Find every line in the items below that contains the word "wall", and copy each one.
--- begin Data in this exercise ---
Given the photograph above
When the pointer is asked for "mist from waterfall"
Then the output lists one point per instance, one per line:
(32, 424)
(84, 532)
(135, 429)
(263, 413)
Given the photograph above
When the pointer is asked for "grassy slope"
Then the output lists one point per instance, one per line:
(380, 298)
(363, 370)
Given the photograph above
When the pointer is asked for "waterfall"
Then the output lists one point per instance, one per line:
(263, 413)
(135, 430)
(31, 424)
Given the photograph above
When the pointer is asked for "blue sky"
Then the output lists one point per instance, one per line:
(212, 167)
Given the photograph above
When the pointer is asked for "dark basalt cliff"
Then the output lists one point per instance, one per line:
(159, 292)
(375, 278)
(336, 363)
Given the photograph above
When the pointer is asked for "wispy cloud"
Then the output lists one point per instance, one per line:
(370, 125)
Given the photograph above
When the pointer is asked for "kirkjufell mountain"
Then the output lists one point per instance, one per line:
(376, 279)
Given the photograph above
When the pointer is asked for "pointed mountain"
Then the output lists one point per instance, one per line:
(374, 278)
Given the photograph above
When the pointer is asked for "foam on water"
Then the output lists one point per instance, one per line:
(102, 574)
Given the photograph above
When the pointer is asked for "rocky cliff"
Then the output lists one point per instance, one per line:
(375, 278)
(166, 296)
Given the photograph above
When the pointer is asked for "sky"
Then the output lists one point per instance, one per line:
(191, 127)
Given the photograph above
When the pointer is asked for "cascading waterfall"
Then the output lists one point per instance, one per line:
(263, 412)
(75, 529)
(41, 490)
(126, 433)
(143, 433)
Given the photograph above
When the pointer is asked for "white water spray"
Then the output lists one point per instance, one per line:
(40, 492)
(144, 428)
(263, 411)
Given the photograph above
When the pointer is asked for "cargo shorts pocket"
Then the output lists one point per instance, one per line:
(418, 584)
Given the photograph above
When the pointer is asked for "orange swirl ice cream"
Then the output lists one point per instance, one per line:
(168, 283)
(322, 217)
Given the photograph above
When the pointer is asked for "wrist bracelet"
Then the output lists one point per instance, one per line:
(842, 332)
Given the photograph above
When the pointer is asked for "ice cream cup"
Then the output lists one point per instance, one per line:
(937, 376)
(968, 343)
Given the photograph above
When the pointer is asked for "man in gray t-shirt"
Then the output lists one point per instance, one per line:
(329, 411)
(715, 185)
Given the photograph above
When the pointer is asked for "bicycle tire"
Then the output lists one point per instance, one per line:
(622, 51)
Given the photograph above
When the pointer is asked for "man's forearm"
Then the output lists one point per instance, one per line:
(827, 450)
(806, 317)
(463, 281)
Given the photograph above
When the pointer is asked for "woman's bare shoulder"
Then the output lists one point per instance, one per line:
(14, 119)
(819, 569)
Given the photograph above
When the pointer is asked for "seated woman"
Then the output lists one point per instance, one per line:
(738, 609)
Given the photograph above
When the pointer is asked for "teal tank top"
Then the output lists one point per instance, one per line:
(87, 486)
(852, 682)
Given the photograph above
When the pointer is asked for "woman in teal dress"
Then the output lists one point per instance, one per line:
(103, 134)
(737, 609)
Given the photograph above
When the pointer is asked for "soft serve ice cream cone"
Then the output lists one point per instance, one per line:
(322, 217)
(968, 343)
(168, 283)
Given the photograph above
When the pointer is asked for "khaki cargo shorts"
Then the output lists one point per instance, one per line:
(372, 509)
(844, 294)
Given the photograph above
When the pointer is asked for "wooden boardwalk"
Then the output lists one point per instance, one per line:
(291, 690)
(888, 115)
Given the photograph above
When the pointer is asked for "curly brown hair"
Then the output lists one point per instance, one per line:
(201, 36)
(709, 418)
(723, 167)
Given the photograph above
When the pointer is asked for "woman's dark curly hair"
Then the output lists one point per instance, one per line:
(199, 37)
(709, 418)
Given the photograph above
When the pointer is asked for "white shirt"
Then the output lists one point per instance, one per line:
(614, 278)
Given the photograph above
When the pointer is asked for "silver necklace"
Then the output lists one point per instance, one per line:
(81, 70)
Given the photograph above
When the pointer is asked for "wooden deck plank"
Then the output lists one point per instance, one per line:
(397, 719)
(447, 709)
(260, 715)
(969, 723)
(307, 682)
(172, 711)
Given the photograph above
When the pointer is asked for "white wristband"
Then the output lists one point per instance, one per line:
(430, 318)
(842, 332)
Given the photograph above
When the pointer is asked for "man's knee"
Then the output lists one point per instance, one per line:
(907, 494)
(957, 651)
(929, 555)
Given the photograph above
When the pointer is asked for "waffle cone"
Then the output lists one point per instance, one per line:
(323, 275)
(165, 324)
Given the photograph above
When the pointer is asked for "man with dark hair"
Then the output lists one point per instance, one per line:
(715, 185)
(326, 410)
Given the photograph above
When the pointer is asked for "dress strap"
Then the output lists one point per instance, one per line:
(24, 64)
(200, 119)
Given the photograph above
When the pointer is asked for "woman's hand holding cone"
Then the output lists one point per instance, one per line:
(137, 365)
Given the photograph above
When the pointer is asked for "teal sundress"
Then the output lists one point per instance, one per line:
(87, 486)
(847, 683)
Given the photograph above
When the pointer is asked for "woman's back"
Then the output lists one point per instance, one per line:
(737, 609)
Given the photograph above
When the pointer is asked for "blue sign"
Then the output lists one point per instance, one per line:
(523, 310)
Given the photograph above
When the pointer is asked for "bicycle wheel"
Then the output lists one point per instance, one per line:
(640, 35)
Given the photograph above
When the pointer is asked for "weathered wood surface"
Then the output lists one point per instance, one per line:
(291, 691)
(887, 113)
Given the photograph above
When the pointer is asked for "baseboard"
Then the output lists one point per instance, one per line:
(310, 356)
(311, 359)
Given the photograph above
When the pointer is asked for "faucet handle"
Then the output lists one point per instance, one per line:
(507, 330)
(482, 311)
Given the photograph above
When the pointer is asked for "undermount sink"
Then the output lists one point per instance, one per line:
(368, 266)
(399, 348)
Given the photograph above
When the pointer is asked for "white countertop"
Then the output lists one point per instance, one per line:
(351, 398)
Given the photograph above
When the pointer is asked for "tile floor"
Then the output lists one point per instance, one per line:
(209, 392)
--- end Data in this exercise ---
--- begin Data in this exercise ---
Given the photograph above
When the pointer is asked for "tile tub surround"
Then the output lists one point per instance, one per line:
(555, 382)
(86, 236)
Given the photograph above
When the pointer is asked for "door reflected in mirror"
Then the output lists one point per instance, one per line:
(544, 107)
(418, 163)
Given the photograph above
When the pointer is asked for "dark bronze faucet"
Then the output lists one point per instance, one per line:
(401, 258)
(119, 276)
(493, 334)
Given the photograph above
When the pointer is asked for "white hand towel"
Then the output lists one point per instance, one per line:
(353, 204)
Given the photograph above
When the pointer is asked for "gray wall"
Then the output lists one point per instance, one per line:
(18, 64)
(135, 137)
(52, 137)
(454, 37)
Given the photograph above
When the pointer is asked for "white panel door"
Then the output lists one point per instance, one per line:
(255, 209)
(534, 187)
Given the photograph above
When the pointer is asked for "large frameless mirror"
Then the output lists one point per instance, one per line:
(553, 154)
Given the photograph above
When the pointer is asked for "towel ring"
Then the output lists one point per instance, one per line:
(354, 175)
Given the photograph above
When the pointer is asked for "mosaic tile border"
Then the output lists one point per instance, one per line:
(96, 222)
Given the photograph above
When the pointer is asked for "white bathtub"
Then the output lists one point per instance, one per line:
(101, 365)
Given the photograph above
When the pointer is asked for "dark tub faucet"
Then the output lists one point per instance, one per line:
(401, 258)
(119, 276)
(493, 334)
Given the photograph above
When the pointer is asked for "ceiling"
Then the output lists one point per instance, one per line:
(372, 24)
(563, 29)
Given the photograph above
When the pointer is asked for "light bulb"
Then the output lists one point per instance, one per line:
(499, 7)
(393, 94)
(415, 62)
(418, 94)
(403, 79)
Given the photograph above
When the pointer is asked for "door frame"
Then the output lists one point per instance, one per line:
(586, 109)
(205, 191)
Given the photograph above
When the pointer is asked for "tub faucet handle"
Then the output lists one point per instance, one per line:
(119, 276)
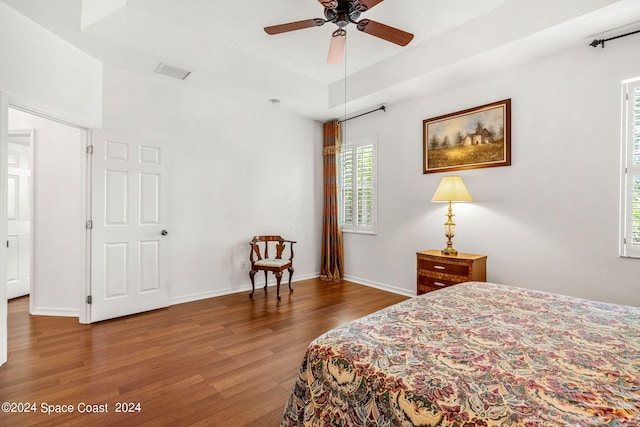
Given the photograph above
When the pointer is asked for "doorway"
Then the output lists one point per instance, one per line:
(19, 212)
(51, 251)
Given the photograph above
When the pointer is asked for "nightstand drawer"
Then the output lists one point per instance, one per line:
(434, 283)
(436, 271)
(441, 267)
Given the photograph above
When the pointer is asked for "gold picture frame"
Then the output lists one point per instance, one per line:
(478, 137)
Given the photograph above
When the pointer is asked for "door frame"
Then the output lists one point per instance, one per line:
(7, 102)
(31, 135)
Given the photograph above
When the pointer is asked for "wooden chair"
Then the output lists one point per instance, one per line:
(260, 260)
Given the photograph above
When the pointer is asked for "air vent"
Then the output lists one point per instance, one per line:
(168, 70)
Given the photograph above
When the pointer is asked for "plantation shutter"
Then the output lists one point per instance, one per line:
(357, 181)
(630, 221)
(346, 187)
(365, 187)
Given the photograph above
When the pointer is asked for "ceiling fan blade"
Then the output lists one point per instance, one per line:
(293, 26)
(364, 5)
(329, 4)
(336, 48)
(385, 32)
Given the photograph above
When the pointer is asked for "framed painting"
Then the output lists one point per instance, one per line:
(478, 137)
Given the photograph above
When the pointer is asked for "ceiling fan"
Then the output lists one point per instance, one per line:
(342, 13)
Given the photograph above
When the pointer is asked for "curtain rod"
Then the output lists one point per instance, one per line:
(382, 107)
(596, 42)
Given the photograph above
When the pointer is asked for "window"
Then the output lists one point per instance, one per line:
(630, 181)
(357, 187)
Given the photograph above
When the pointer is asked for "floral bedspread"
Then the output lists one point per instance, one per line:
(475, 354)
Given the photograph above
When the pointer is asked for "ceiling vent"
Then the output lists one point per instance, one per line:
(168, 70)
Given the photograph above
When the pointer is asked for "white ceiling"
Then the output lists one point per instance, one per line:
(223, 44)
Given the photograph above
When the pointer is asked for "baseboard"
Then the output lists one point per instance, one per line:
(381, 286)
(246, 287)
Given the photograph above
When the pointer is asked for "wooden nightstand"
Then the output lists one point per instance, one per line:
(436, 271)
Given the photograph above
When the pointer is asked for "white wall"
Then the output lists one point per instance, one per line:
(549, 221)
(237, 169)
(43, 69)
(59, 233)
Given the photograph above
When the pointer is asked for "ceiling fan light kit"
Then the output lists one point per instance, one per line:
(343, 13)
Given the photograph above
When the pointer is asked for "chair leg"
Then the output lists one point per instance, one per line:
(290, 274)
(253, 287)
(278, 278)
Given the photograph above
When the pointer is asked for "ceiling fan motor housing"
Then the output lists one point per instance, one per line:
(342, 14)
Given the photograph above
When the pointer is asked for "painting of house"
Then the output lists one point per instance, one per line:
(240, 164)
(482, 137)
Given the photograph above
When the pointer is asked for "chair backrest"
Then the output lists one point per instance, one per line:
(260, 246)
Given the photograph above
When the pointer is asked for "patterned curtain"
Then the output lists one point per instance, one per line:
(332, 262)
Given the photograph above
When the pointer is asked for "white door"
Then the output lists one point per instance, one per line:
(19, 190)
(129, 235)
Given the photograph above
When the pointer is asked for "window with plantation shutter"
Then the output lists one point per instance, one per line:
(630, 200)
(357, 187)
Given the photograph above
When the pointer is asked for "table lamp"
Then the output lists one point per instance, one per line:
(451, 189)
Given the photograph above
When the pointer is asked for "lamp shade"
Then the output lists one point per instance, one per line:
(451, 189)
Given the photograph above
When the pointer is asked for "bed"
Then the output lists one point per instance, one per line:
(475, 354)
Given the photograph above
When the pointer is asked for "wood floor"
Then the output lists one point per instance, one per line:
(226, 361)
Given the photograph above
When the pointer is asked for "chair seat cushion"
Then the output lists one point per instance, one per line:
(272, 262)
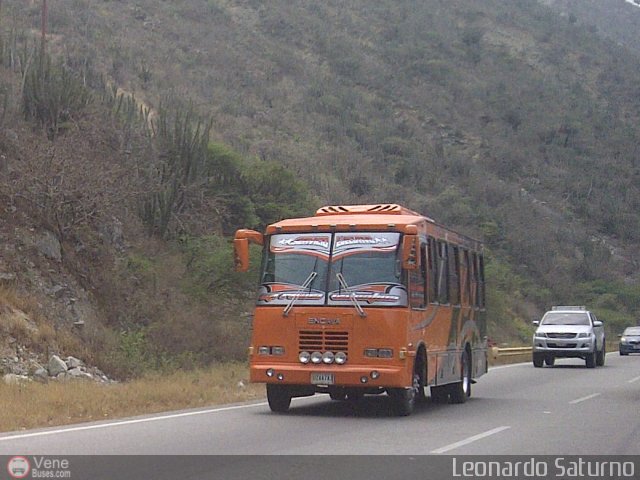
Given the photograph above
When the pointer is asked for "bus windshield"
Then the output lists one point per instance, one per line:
--- end Data in this exercise ---
◆ **Task solution**
When the pointer is asked for "gray wall"
When the pointer is asked for "white wall"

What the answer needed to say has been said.